REQUIREMENTS.
Change every "Target" in the entries below to "Label", and leave everything else the same.

EXCERPTED DATA.
--------

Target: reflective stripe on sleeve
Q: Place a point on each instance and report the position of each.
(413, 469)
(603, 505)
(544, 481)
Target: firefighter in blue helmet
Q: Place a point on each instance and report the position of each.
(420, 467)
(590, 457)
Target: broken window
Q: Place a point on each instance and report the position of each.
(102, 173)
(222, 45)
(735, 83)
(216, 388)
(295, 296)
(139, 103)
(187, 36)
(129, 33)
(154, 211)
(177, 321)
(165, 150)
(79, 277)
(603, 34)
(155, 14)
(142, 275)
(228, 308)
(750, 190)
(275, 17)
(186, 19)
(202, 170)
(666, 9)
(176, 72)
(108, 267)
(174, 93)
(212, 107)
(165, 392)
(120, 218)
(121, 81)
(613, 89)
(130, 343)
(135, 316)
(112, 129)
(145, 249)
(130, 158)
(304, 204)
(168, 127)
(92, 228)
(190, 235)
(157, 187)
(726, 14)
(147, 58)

--------

THE RESULT.
Label: reflective stripe on sleeve
Q: Place a point on each instance and report the position of each.
(413, 469)
(603, 505)
(544, 481)
Label: firefighter in blue helmet
Q: Place a point on each instance and report the position of each.
(420, 467)
(590, 457)
Label: broken window
Q: Place a point on each instance and report the position of each.
(102, 173)
(222, 45)
(735, 83)
(216, 388)
(295, 296)
(139, 103)
(187, 36)
(129, 33)
(154, 211)
(177, 321)
(165, 150)
(79, 277)
(603, 34)
(155, 14)
(142, 275)
(228, 308)
(750, 190)
(275, 17)
(186, 19)
(202, 170)
(666, 9)
(176, 72)
(108, 267)
(174, 93)
(212, 107)
(165, 392)
(120, 218)
(121, 81)
(613, 89)
(130, 343)
(135, 316)
(112, 129)
(145, 249)
(130, 158)
(304, 204)
(168, 127)
(92, 228)
(190, 235)
(157, 187)
(726, 14)
(147, 58)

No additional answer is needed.